Minimum Viable Product

"Smallest" possible product you can start market-testing ("doing validated learning") with real customers - validate biggest assumption (Theory Building) in your Lean Canvas.

a concept in Lean Startup/Customer Development

Kent Beck also supports the idea. The purpose of the MVP is to answer your most pressing question, to validate your most pressing business assumption. To create an MVP work backwards from your question, not forwards from a feature list. Invest as little as possible to answer the question because after this there will be another question and another and you'll need enough money to answer them all.

Steve Blank, Mar'2010: Most customers will not want a product with a minimal feature set. In fact, the majority of customers will hate it. So why do it? Because you are selling the first version of your product to Early Vangelist-s.

> [Given entries]:
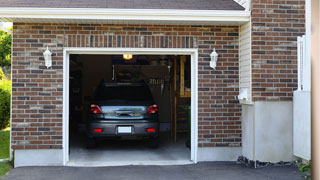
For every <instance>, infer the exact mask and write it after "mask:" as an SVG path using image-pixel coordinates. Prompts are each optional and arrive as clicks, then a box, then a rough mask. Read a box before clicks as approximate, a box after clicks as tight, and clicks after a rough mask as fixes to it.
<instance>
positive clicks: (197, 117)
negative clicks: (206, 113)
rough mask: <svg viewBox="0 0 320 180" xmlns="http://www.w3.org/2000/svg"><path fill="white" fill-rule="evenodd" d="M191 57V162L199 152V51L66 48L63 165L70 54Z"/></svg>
mask: <svg viewBox="0 0 320 180" xmlns="http://www.w3.org/2000/svg"><path fill="white" fill-rule="evenodd" d="M124 53H129V54H133V55H139V54H141V55H142V54H143V55H190V56H191V161H193V162H194V163H197V162H198V160H197V157H198V156H197V152H198V50H197V49H175V48H170V49H169V48H161V49H160V48H64V52H63V54H64V55H63V145H62V146H63V164H64V165H66V164H67V163H68V161H69V67H70V66H69V57H70V54H105V55H112V54H124Z"/></svg>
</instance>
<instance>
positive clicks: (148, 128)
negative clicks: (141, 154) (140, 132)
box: [147, 128, 155, 132]
mask: <svg viewBox="0 0 320 180" xmlns="http://www.w3.org/2000/svg"><path fill="white" fill-rule="evenodd" d="M147 132H155V130H154V128H148V129H147Z"/></svg>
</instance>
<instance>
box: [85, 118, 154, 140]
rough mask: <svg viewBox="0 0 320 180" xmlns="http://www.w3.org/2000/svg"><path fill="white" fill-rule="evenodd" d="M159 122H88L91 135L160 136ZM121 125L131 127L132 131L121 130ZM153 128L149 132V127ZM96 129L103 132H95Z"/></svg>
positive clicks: (91, 135)
mask: <svg viewBox="0 0 320 180" xmlns="http://www.w3.org/2000/svg"><path fill="white" fill-rule="evenodd" d="M159 126H160V125H159V122H147V121H145V120H142V121H132V122H130V121H126V122H92V123H89V124H88V133H87V134H88V136H89V137H97V138H98V137H121V136H142V137H158V134H159ZM119 127H130V129H131V132H119ZM149 128H153V129H154V132H147V129H149ZM95 129H101V132H95V131H94V130H95Z"/></svg>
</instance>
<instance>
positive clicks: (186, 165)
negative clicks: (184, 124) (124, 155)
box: [2, 162, 303, 180]
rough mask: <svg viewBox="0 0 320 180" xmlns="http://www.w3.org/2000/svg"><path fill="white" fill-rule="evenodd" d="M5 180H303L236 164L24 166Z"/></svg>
mask: <svg viewBox="0 0 320 180" xmlns="http://www.w3.org/2000/svg"><path fill="white" fill-rule="evenodd" d="M2 179H3V180H20V179H21V180H42V179H45V180H57V179H59V180H60V179H61V180H75V179H77V180H82V179H85V180H87V179H90V180H100V179H101V180H102V179H103V180H127V179H128V180H151V179H152V180H160V179H170V180H175V179H176V180H191V179H192V180H201V179H208V180H209V179H210V180H211V179H212V180H214V179H217V180H251V179H252V180H267V179H268V180H275V179H279V180H303V178H302V177H301V176H300V175H299V174H298V172H297V168H295V167H289V166H271V167H266V168H259V169H253V168H249V167H246V166H244V165H239V164H236V163H235V162H210V163H198V164H196V165H176V166H119V167H90V168H86V167H22V168H16V169H13V170H12V171H11V172H10V173H9V174H8V175H6V176H4V177H3V178H2Z"/></svg>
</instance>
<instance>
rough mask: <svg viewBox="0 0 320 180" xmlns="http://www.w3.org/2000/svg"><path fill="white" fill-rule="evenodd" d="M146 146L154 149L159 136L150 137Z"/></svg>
mask: <svg viewBox="0 0 320 180" xmlns="http://www.w3.org/2000/svg"><path fill="white" fill-rule="evenodd" d="M148 147H149V148H152V149H155V148H158V147H159V138H152V139H149V140H148Z"/></svg>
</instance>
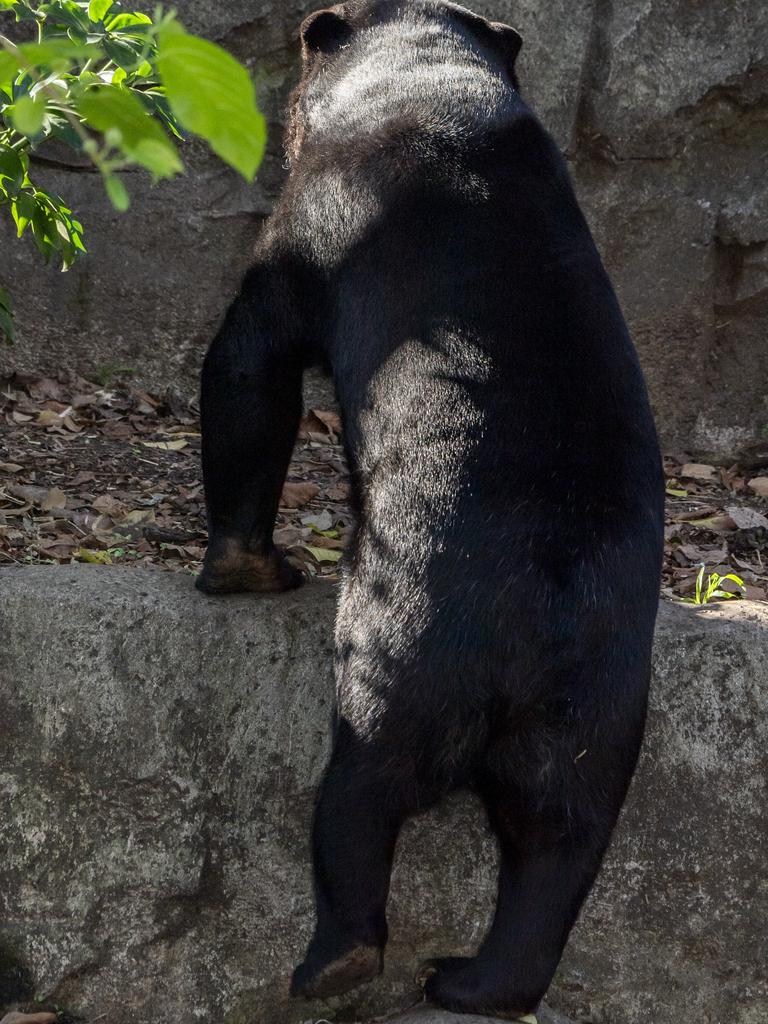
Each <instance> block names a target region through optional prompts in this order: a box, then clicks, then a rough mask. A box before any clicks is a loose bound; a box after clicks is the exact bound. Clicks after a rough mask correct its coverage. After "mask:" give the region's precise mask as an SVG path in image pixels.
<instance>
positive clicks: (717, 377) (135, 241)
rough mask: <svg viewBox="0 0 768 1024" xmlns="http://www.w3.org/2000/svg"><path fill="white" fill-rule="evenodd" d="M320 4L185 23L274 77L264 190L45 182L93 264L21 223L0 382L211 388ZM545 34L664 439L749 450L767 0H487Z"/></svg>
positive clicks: (555, 101)
mask: <svg viewBox="0 0 768 1024" xmlns="http://www.w3.org/2000/svg"><path fill="white" fill-rule="evenodd" d="M317 6H322V4H319V2H318V0H232V2H229V3H226V4H222V3H217V2H216V0H188V2H186V3H184V4H183V9H182V11H181V12H182V15H183V17H184V20H185V22H186V23H187V24H188V25H189V27H190V28H193V29H196V30H198V31H201V32H204V33H207V34H208V35H210V36H211V37H213V38H215V39H217V40H219V41H221V42H222V43H223V44H224V45H225V46H227V47H229V48H230V49H231V50H233V51H234V52H236V53H237V54H238V56H240V57H241V58H243V59H245V60H247V61H248V62H249V63H250V65H251V67H252V68H253V69H254V71H256V72H257V73H258V77H259V81H260V87H261V95H262V102H263V105H264V109H265V110H266V111H267V112H268V115H269V119H270V124H271V145H270V155H269V158H268V160H267V162H266V164H265V166H264V167H263V169H262V171H261V173H260V176H259V181H258V183H257V184H256V186H254V187H248V186H246V185H245V184H244V183H243V182H242V180H239V179H238V177H237V176H236V175H234V174H233V173H231V172H229V171H227V170H226V169H224V168H222V167H221V166H220V165H219V164H217V163H216V161H215V160H213V159H211V158H209V157H208V156H206V155H205V154H204V153H203V152H202V150H199V148H198V147H196V146H195V145H191V146H189V147H188V150H187V154H188V156H189V158H190V159H189V163H190V173H189V174H188V175H187V177H185V178H184V179H182V180H179V181H175V182H170V183H165V184H163V185H162V186H161V187H158V188H155V189H148V188H146V189H145V188H144V187H143V186H144V184H145V182H144V181H143V180H139V179H140V178H141V175H140V174H138V175H135V176H134V175H130V177H131V178H135V180H134V181H133V182H131V184H132V185H135V188H136V189H137V190H136V194H135V198H134V204H133V207H132V210H131V213H130V214H129V215H128V216H125V217H119V216H117V215H116V214H115V213H114V212H113V211H112V210H111V208H110V207H109V204H108V203H106V201H105V199H104V197H103V189H102V187H101V184H100V181H99V180H98V176H97V175H95V174H93V173H90V172H89V171H88V170H82V169H80V170H74V169H67V168H50V167H48V168H43V167H41V169H40V177H41V179H42V180H45V181H48V182H49V183H50V184H51V186H52V187H54V188H56V189H57V190H58V191H60V193H61V194H62V195H65V196H67V197H70V198H71V199H72V202H73V204H74V205H75V208H76V209H77V210H79V211H81V212H82V214H83V220H84V221H86V226H87V228H88V237H89V246H90V251H91V258H90V259H88V260H85V261H83V262H82V263H81V264H80V265H79V266H78V267H77V268H76V269H74V270H73V271H72V272H71V273H69V274H65V275H63V276H61V275H59V274H58V273H57V270H56V269H55V268H53V267H51V268H49V269H47V270H46V269H44V268H41V267H40V266H39V263H38V258H37V253H36V251H35V250H34V248H33V247H32V245H31V244H25V245H15V244H12V230H11V225H9V224H8V223H7V222H5V220H3V222H2V224H0V251H2V253H3V259H2V264H0V276H2V278H6V279H8V280H7V282H6V283H7V284H10V285H12V286H14V287H15V292H16V298H17V300H18V305H19V314H18V326H19V343H18V346H17V348H16V349H15V350H14V351H5V352H0V368H3V367H5V368H6V369H7V368H8V367H18V368H34V369H38V370H39V369H46V368H48V369H50V368H58V367H60V366H61V365H65V366H67V365H71V366H73V367H74V368H76V369H78V370H80V371H88V372H93V371H94V370H96V369H99V368H103V367H105V366H113V367H114V366H123V367H131V368H134V369H136V370H137V371H138V372H139V374H140V375H141V376H142V377H143V378H144V379H146V380H148V381H151V382H152V383H155V384H158V383H163V382H174V383H180V384H181V385H182V386H183V387H184V388H186V389H191V388H194V387H195V386H196V378H197V371H198V367H199V365H200V362H201V359H202V355H203V353H204V349H205V347H206V344H207V341H208V340H209V338H210V336H211V334H212V331H213V330H214V326H215V324H216V322H217V319H218V318H219V316H220V315H221V312H222V309H223V307H224V306H225V304H226V302H227V301H228V299H229V298H230V296H231V295H232V293H233V291H234V289H236V288H237V286H238V282H239V278H240V274H241V272H242V270H243V268H244V266H245V265H246V263H247V262H248V259H249V253H250V251H251V249H252V244H253V240H254V238H255V236H256V232H257V229H258V224H259V222H260V220H261V219H262V218H263V216H264V215H265V213H267V211H268V210H269V208H270V204H271V202H272V200H273V198H274V196H275V193H276V190H278V188H279V186H280V183H281V181H282V179H283V175H284V170H283V159H282V152H281V122H282V116H283V110H284V106H285V99H286V95H287V92H288V90H289V88H290V86H291V85H292V83H293V82H294V80H295V77H296V72H297V54H298V47H297V45H296V42H295V40H296V29H297V26H298V24H299V22H300V19H301V17H302V15H304V14H305V13H307V12H308V11H309V10H310V9H312V8H316V7H317ZM472 6H474V7H475V8H476V9H477V10H478V11H480V12H482V13H485V14H488V15H493V16H494V17H496V18H502V19H505V20H507V22H510V23H511V24H514V25H516V26H517V27H518V28H519V29H520V30H521V31H522V33H523V36H524V38H525V46H524V48H523V51H522V55H521V68H520V72H521V81H522V83H523V86H524V91H525V93H526V95H527V96H528V97H529V98H530V100H531V101H532V103H534V105H535V108H536V110H537V111H538V112H539V114H540V116H541V118H542V120H543V121H544V123H545V124H546V125H547V126H548V127H549V128H550V129H551V130H552V131H553V132H554V135H555V137H556V138H557V140H558V142H559V143H560V145H561V146H562V147H563V150H564V151H565V152H566V153H567V155H568V157H569V159H570V162H571V166H572V170H573V173H574V176H575V181H577V186H578V190H579V193H580V195H581V197H582V199H583V201H584V204H585V207H586V210H587V213H588V216H589V219H590V221H591V222H592V224H593V227H594V230H595V233H596V237H597V239H598V243H599V245H600V247H601V250H602V252H603V254H604V257H605V260H606V262H607V265H608V267H609V269H610V271H611V272H612V274H613V276H614V280H615V282H616V285H617V288H618V292H620V295H621V298H622V301H623V303H624V306H625V309H626V312H627V314H628V317H629V321H630V324H631V327H632V329H633V333H634V336H635V339H636V341H637V344H638V346H639V349H640V352H641V356H642V359H643V364H644V366H645V369H646V372H647V375H648V380H649V384H650V388H651V392H652V398H653V401H654V406H655V409H656V413H657V416H658V420H659V425H660V427H662V430H663V434H664V436H665V438H666V439H667V440H668V441H673V440H682V441H683V442H685V443H690V442H691V439H692V440H693V443H694V444H695V445H696V446H697V447H699V449H701V450H721V451H725V450H728V449H733V447H734V446H736V445H738V444H739V443H740V442H742V441H744V440H745V439H746V438H749V437H751V436H757V435H758V434H759V433H760V431H761V430H762V428H763V427H764V426H765V425H766V423H768V387H767V385H766V380H768V345H766V344H765V336H766V330H767V329H768V193H766V189H765V152H766V146H767V145H768V6H766V4H765V2H764V0H733V2H731V3H727V4H723V3H720V4H718V3H700V2H699V0H622V2H621V3H618V2H615V0H573V2H568V0H550V2H548V3H546V4H543V3H539V2H534V0H474V3H473V4H472Z"/></svg>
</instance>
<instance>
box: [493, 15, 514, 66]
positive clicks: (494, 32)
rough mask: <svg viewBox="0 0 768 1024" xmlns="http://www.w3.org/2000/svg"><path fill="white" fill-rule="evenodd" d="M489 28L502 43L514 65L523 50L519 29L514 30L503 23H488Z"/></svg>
mask: <svg viewBox="0 0 768 1024" xmlns="http://www.w3.org/2000/svg"><path fill="white" fill-rule="evenodd" d="M488 28H489V29H490V31H492V32H493V33H494V35H495V36H497V37H498V38H499V39H500V40H501V41H502V44H503V46H504V49H505V51H506V52H507V53H508V54H509V59H510V61H511V62H512V63H513V65H514V62H515V60H517V54H518V53H519V52H520V49H521V48H522V36H521V35H520V33H519V32H518V31H517V29H513V28H512V26H511V25H505V24H504V23H503V22H488Z"/></svg>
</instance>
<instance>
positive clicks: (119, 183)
mask: <svg viewBox="0 0 768 1024" xmlns="http://www.w3.org/2000/svg"><path fill="white" fill-rule="evenodd" d="M104 185H105V187H106V195H108V196H109V197H110V202H111V203H112V205H113V206H114V207H115V209H116V210H119V211H120V213H125V211H126V210H127V209H128V207H129V206H130V205H131V197H130V196H129V195H128V189H127V188H126V187H125V185H124V184H123V182H122V181H121V180H120V178H119V177H118V176H117V175H116V174H106V175H104Z"/></svg>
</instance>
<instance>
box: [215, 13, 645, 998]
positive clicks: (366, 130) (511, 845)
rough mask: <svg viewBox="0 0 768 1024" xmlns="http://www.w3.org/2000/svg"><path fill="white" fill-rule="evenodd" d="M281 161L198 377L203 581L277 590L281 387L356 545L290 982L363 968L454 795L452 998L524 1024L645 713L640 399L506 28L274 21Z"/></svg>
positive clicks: (364, 19) (631, 760) (326, 994)
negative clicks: (353, 529) (486, 931)
mask: <svg viewBox="0 0 768 1024" xmlns="http://www.w3.org/2000/svg"><path fill="white" fill-rule="evenodd" d="M303 41H304V59H305V73H304V78H303V80H302V83H301V85H300V87H299V89H298V90H297V93H296V95H295V97H294V102H293V111H292V122H291V128H290V131H289V135H288V150H289V153H290V156H291V159H292V169H291V174H290V177H289V180H288V183H287V185H286V188H285V190H284V194H283V197H282V200H281V202H280V204H279V206H278V208H276V210H275V212H274V214H273V215H272V217H271V218H270V219H269V221H268V223H267V225H266V228H265V230H264V232H263V236H262V238H261V242H260V245H259V249H258V255H257V259H256V263H255V265H254V266H253V268H252V269H251V271H250V272H249V274H248V276H247V278H246V281H245V283H244V286H243V290H242V293H241V295H240V297H239V298H238V300H237V301H236V303H234V304H233V306H232V308H231V309H230V310H229V313H228V314H227V317H226V319H225V322H224V325H223V327H222V329H221V331H220V333H219V335H218V337H217V338H216V340H215V341H214V343H213V346H212V348H211V350H210V353H209V355H208V357H207V360H206V366H205V371H204V377H203V432H204V437H203V445H204V470H205V479H206V490H207V498H208V505H209V514H210V527H211V547H210V553H209V556H208V558H207V561H206V566H205V570H204V572H203V575H202V578H201V586H202V588H203V589H208V590H214V591H221V590H232V589H252V590H260V589H281V588H285V587H288V586H293V585H295V584H296V583H298V582H299V581H298V579H297V577H296V575H295V573H294V572H293V571H292V570H290V569H289V568H287V567H286V565H285V562H283V560H282V558H281V556H280V555H279V553H278V552H275V550H274V549H273V547H272V542H271V534H272V526H273V521H274V514H275V509H276V504H278V499H279V495H280V490H281V485H282V483H283V479H284V475H285V472H286V467H287V464H288V460H289V457H290V453H291V449H292V444H293V442H294V438H295V434H296V428H297V423H298V419H299V414H300V403H301V402H300V387H301V375H302V371H303V369H304V368H305V367H307V366H309V365H311V364H317V362H322V364H327V365H328V366H330V368H331V369H332V370H333V374H334V378H335V381H336V386H337V390H338V394H339V399H340V402H341V408H342V411H343V418H344V431H345V440H346V444H347V452H348V457H349V462H350V465H351V467H352V472H353V482H354V500H355V503H356V506H357V511H358V514H359V528H358V532H357V537H356V540H355V543H354V546H353V550H352V552H351V555H350V557H349V560H348V566H347V573H346V579H345V582H344V586H343V590H342V595H341V602H340V608H339V615H338V626H337V651H338V664H337V674H338V720H337V726H336V738H335V748H334V753H333V757H332V761H331V764H330V766H329V768H328V771H327V774H326V777H325V781H324V783H323V786H322V792H321V795H319V799H318V805H317V810H316V817H315V822H314V834H313V857H314V870H315V880H316V897H317V924H316V931H315V935H314V938H313V940H312V942H311V944H310V946H309V949H308V951H307V955H306V958H305V961H304V963H303V964H302V965H301V966H300V967H299V968H298V969H297V971H296V973H295V976H294V983H293V991H294V992H295V993H296V994H303V995H328V994H332V993H334V992H341V991H344V990H345V989H347V988H349V987H351V986H352V985H354V984H356V983H358V982H359V981H361V980H365V979H367V978H369V977H371V976H373V975H374V974H375V973H376V972H377V971H378V970H380V967H381V954H382V951H383V948H384V945H385V943H386V939H387V927H386V919H385V904H386V899H387V891H388V885H389V873H390V866H391V860H392V854H393V850H394V846H395V841H396V838H397V834H398V830H399V828H400V825H401V824H402V822H403V820H404V819H406V818H407V817H408V816H409V815H411V814H414V813H417V812H419V811H421V810H424V809H425V808H427V807H429V806H431V805H432V804H434V803H435V802H436V801H438V800H439V799H440V798H441V797H443V796H444V795H445V794H446V793H449V792H450V791H452V790H455V788H456V787H458V786H470V787H473V788H474V790H475V791H476V792H477V793H478V794H479V795H480V796H481V798H482V799H483V800H484V802H485V804H486V807H487V811H488V816H489V820H490V823H492V825H493V827H494V829H495V830H496V834H497V836H498V838H499V843H500V847H501V869H500V882H499V896H498V903H497V911H496V916H495V920H494V924H493V927H492V929H490V931H489V933H488V935H487V937H486V938H485V940H484V942H483V943H482V945H481V947H480V949H479V951H478V953H477V955H476V956H475V957H473V958H471V959H445V961H438V962H435V963H434V964H433V965H431V966H430V968H429V970H428V971H427V972H426V974H428V975H429V977H428V980H427V981H426V990H427V994H428V996H429V997H430V998H431V999H432V1000H434V1001H435V1002H437V1004H439V1005H441V1006H443V1007H446V1008H449V1009H452V1010H456V1011H465V1012H474V1013H486V1014H496V1015H506V1016H513V1015H515V1014H521V1013H525V1012H530V1011H532V1010H535V1008H536V1007H537V1005H538V1004H539V1000H540V999H541V998H542V996H543V995H544V993H545V991H546V989H547V987H548V985H549V983H550V980H551V978H552V975H553V973H554V971H555V968H556V966H557V963H558V961H559V958H560V954H561V952H562V949H563V946H564V944H565V941H566V939H567V937H568V934H569V932H570V929H571V927H572V925H573V922H574V920H575V918H577V914H578V912H579V909H580V906H581V904H582V901H583V900H584V898H585V896H586V895H587V893H588V891H589V889H590V887H591V885H592V883H593V881H594V879H595V876H596V873H597V870H598V867H599V864H600V861H601V858H602V856H603V853H604V851H605V848H606V846H607V843H608V840H609V837H610V835H611V830H612V828H613V825H614V822H615V820H616V816H617V814H618V811H620V808H621V806H622V803H623V800H624V797H625V794H626V791H627V786H628V784H629V781H630V778H631V776H632V773H633V770H634V766H635V761H636V758H637V754H638V749H639V745H640V740H641V735H642V731H643V723H644V718H645V706H646V692H647V685H648V676H649V663H650V650H651V638H652V632H653V622H654V616H655V611H656V603H657V592H658V570H659V562H660V549H662V522H663V492H664V488H663V478H662V471H660V463H659V456H658V449H657V444H656V438H655V433H654V429H653V424H652V421H651V416H650V412H649V408H648V401H647V397H646V392H645V387H644V384H643V380H642V376H641V373H640V369H639V367H638V362H637V358H636V355H635V351H634V349H633V346H632V343H631V341H630V338H629V336H628V333H627V330H626V327H625V324H624V319H623V317H622V313H621V311H620V309H618V306H617V304H616V300H615V297H614V295H613V291H612V289H611V286H610V283H609V281H608V279H607V276H606V274H605V270H604V269H603V266H602V264H601V261H600V258H599V256H598V254H597V252H596V250H595V247H594V244H593V241H592V238H591V236H590V232H589V229H588V227H587V224H586V222H585V220H584V217H583V216H582V213H581V211H580V209H579V206H578V204H577V201H575V199H574V196H573V191H572V188H571V185H570V182H569V179H568V175H567V172H566V169H565V166H564V163H563V160H562V159H561V157H560V155H559V153H558V152H557V150H556V147H555V145H554V144H553V142H552V140H551V139H550V138H549V136H548V135H547V133H546V132H545V130H544V129H543V128H542V126H541V125H540V124H539V122H538V121H537V119H536V118H535V116H534V115H532V114H531V112H530V110H529V109H528V108H527V105H526V104H525V103H524V101H523V100H522V99H521V98H520V95H519V93H518V91H517V86H516V79H515V71H514V59H515V56H516V54H517V49H518V48H519V37H518V36H517V34H516V33H514V31H513V30H512V29H508V28H507V27H504V26H495V25H490V24H488V23H486V22H484V20H483V19H481V18H478V17H477V16H476V15H473V14H470V13H469V12H468V11H465V10H464V9H463V8H459V7H457V6H455V5H452V4H446V3H442V2H439V0H412V2H410V3H409V2H404V0H379V2H375V0H355V2H350V3H347V4H342V5H339V6H338V7H335V8H333V10H332V12H330V13H322V14H319V15H314V16H313V18H311V19H309V22H308V23H306V24H305V27H304V30H303Z"/></svg>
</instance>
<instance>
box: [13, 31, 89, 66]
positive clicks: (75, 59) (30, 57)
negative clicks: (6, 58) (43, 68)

> [Tasks for this exercise]:
A: According to the text on minimum viable products, how should you work to create an MVP?
B: Print the part of the text on minimum viable products from "Minimum Viable Product" up to and including "to Early Vangelist-s.".

> [Solved tasks]:
A: Work backwards from your question, not forwards from a feature list.

B:
Minimum Viable Product

"Smallest" possible product you can start market-testing ("doing validated learning") with real customers - validate biggest assumption (Theory Building) in your Lean Canvas.

a concept in Lean Startup/Customer Development

Kent Beck also supports the idea. The purpose of the MVP is to answer your most pressing question, to validate your most pressing business assumption. To create an MVP work backwards from your question, not forwards from a feature list. Invest as little as possible to answer the question because after this there will be another question and another and you'll need enough money to answer them all.

Steve Blank, Mar'2010: Most customers will not want a product with a minimal feature set. In fact, the majority of customers will hate it. So why do it? Because you are selling the first version of your product to Early Vangelist-s.